▶ WHAT THE EXERCISE ASKS
Find the line with "box: [45, 146, 49, 170]" in the entries below. Repeat it, every following line, and the line with "negative clicks: (159, 30) (153, 44)", exactly and with nothing added.

= = =

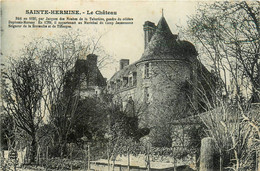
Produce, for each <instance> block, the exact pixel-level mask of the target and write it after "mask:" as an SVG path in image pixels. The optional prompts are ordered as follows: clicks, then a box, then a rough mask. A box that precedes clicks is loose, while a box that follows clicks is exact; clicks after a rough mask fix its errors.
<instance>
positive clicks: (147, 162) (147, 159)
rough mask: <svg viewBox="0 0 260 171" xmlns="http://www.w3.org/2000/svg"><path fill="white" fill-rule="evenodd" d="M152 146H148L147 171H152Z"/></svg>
mask: <svg viewBox="0 0 260 171" xmlns="http://www.w3.org/2000/svg"><path fill="white" fill-rule="evenodd" d="M150 167H151V166H150V144H149V143H148V144H147V171H150V170H151V168H150Z"/></svg>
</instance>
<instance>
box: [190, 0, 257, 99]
mask: <svg viewBox="0 0 260 171" xmlns="http://www.w3.org/2000/svg"><path fill="white" fill-rule="evenodd" d="M259 11H260V3H259V2H256V1H255V2H246V1H241V2H215V3H213V4H205V5H201V6H200V7H199V9H198V10H197V14H196V15H194V16H192V17H191V18H190V20H189V23H188V33H189V35H190V36H191V37H192V38H193V39H194V41H195V42H196V44H197V46H198V48H199V50H200V54H201V57H202V58H205V59H206V60H207V63H209V64H210V65H211V69H212V70H213V71H214V72H215V74H216V75H217V76H218V78H221V77H222V78H223V83H224V84H223V85H224V92H225V95H226V96H227V97H232V100H233V101H238V102H240V103H241V102H242V100H243V98H246V99H248V98H250V97H247V95H248V94H249V93H245V92H246V91H247V92H251V101H252V102H259V87H260V82H259V80H260V79H259V78H260V75H259V73H260V72H259V68H260V66H259V64H260V62H259V52H260V44H259V39H260V28H259V23H260V18H259V17H258V16H259Z"/></svg>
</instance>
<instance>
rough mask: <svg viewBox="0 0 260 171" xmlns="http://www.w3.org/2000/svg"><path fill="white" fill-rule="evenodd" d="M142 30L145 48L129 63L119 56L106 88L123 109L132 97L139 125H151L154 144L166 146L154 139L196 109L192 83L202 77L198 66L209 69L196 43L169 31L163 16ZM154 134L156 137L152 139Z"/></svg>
mask: <svg viewBox="0 0 260 171" xmlns="http://www.w3.org/2000/svg"><path fill="white" fill-rule="evenodd" d="M144 32H145V33H144V35H145V37H144V39H145V41H144V42H145V51H144V53H143V55H142V56H141V58H140V60H138V61H136V62H134V63H133V64H130V65H127V64H128V63H129V61H128V60H127V59H124V60H121V61H120V70H119V71H118V72H116V73H115V74H114V75H113V77H112V78H111V79H110V80H109V81H108V83H107V90H108V92H109V93H111V94H113V95H114V98H113V100H114V103H117V104H119V105H121V106H122V110H124V109H125V107H126V106H127V103H128V99H129V98H132V99H133V101H134V104H135V115H136V116H138V120H139V127H141V128H142V127H147V128H150V134H149V135H150V138H152V139H151V141H152V142H154V144H157V145H158V146H164V145H166V146H169V145H170V144H169V143H165V142H164V143H161V142H156V141H158V140H159V141H160V139H161V140H162V138H163V137H161V138H160V136H164V135H163V134H164V133H162V132H160V129H161V128H162V130H164V129H166V132H167V131H170V129H168V126H169V128H170V127H171V126H170V125H171V121H173V120H176V119H180V118H184V117H187V116H189V115H190V114H191V113H192V111H194V110H197V109H195V108H196V107H197V106H198V103H199V102H198V100H197V99H198V97H197V96H196V92H195V91H194V85H195V86H196V85H197V84H198V81H199V80H198V79H200V78H203V77H202V76H198V74H199V73H202V72H199V70H200V71H201V69H204V71H203V72H207V73H209V72H208V71H207V70H206V68H205V67H204V66H203V65H202V64H201V63H200V62H199V61H198V60H197V52H196V49H195V47H194V46H193V45H192V44H191V43H189V42H187V41H181V40H179V39H178V36H177V35H174V34H172V33H171V30H170V28H169V26H168V24H167V22H166V20H165V18H164V16H162V18H161V19H160V21H159V23H158V24H157V26H155V24H154V23H151V22H150V21H146V22H145V24H144ZM122 62H123V63H122ZM190 85H193V88H192V86H190ZM191 101H192V106H193V107H191V104H190V102H191ZM194 106H195V108H194ZM167 129H168V130H167ZM154 137H157V138H155V139H157V140H155V141H153V138H154Z"/></svg>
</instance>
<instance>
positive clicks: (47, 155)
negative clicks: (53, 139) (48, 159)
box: [45, 146, 49, 170]
mask: <svg viewBox="0 0 260 171" xmlns="http://www.w3.org/2000/svg"><path fill="white" fill-rule="evenodd" d="M48 157H49V146H47V149H46V159H45V160H46V166H45V167H46V170H47V168H48V162H49V161H48Z"/></svg>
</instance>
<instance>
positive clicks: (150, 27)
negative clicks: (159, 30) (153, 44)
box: [143, 21, 156, 49]
mask: <svg viewBox="0 0 260 171" xmlns="http://www.w3.org/2000/svg"><path fill="white" fill-rule="evenodd" d="M143 27H144V49H146V47H147V44H148V43H149V42H150V40H151V38H152V36H153V34H154V32H155V30H156V26H155V24H154V23H152V22H150V21H146V22H145V23H144V25H143Z"/></svg>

= = =

▶ SOLVED EXERCISE
box: [45, 146, 49, 170]
mask: <svg viewBox="0 0 260 171" xmlns="http://www.w3.org/2000/svg"><path fill="white" fill-rule="evenodd" d="M48 157H49V146H47V149H46V159H45V160H46V166H45V167H46V170H47V168H48V162H49V161H48Z"/></svg>
</instance>
<instance>
positive clicks: (150, 27)
negative clicks: (159, 30) (153, 44)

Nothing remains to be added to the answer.